Zu erledigen: Wähle aus den Einträgen unten jede Zeile aus, die das Wort „white“ enthält, und gib sie unverändert wieder. Achte dabei auf Groß- und Kleinschreibung.

=== Bereitgestelltes Material ===

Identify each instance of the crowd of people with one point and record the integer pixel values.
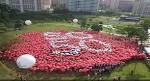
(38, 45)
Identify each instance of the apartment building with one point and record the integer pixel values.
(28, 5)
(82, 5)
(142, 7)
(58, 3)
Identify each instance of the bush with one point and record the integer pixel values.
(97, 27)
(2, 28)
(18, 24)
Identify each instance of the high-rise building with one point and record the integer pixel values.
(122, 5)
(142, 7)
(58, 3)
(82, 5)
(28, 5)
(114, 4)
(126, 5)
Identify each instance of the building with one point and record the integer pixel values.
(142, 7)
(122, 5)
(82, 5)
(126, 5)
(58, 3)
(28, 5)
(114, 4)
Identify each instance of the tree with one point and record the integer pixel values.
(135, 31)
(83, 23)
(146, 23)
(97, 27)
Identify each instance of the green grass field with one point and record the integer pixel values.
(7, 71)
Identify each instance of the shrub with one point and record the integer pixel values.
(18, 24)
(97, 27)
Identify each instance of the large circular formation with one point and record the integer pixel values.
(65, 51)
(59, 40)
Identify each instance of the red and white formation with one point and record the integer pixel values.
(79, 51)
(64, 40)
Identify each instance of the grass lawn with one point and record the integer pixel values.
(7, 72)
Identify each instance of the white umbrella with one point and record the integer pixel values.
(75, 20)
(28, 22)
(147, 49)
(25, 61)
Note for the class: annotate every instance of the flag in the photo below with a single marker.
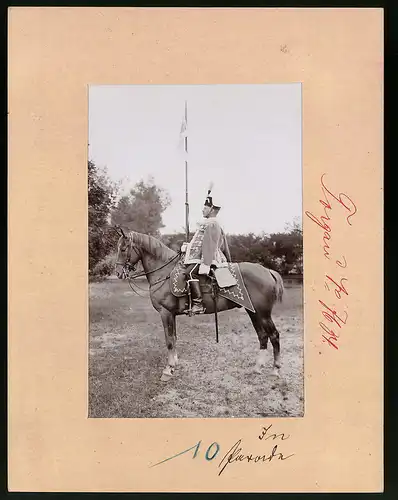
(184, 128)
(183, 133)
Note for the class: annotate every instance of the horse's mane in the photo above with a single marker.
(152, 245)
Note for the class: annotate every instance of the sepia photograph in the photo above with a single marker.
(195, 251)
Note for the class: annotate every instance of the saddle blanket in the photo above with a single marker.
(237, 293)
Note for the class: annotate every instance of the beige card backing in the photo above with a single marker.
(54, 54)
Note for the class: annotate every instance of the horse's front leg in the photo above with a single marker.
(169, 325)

===
=== Bereitgestelltes Material ===

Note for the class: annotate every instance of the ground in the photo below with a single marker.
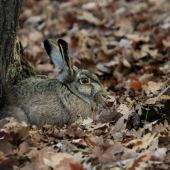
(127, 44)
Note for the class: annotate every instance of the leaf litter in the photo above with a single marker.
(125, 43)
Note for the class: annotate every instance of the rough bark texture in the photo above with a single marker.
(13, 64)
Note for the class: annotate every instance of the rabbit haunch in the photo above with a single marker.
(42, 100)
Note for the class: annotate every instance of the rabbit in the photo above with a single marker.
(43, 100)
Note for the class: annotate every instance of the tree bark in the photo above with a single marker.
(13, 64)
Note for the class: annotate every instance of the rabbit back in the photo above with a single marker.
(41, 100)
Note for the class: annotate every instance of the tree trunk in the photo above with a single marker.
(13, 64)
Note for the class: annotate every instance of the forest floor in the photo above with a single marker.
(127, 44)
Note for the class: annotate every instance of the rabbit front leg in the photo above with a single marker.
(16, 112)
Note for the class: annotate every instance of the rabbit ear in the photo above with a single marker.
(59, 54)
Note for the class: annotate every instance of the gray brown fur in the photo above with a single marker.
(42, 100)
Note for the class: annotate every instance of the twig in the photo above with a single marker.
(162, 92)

===

Ergebnis folgt:
Identify each instance of the red and white formation with one point and record the integer pixel values.
Identify each instance of the white umbrella with one point and record the integer pixel values.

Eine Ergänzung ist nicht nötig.